> [TASK DESCRIPTION]
Reproduce every row below verbatim, keeping each line unchanged and in its original order.
◇ ◇ ◇ ◇
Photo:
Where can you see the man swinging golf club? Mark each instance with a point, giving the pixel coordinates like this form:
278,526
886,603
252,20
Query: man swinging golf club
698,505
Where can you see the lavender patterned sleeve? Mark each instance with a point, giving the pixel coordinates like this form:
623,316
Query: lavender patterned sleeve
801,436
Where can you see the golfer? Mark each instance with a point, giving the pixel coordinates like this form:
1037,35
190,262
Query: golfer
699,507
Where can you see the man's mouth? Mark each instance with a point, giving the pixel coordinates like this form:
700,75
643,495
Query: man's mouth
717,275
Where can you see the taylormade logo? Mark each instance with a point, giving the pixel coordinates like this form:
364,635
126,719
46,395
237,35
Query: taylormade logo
◇ ◇ ◇ ◇
> [RESULT BELOW]
Photo:
Where can you see the man swinging golf club? Mark each instance with a point, giving the pixel coordinates like this form:
278,526
886,603
252,20
Query: man swinging golf club
698,505
Where can you see the lavender patterned sleeve? Mark each instance with a point, giving the pixel coordinates like this form:
623,316
Query: lavender patterned sleeve
801,436
Where can you see the golfer? Mark each instance with a point, giving the pixel coordinates like this form:
1037,35
190,262
Query: golfer
699,507
Where can you see the man's mouth? Mark each instance with a point, giving the pixel coordinates like this form:
700,75
643,495
Query: man's mouth
717,275
Where can you see the taylormade logo? Mark each instance with a point, giving the pixel coordinates like this form:
364,635
126,719
46,395
237,35
Query: taylormade logo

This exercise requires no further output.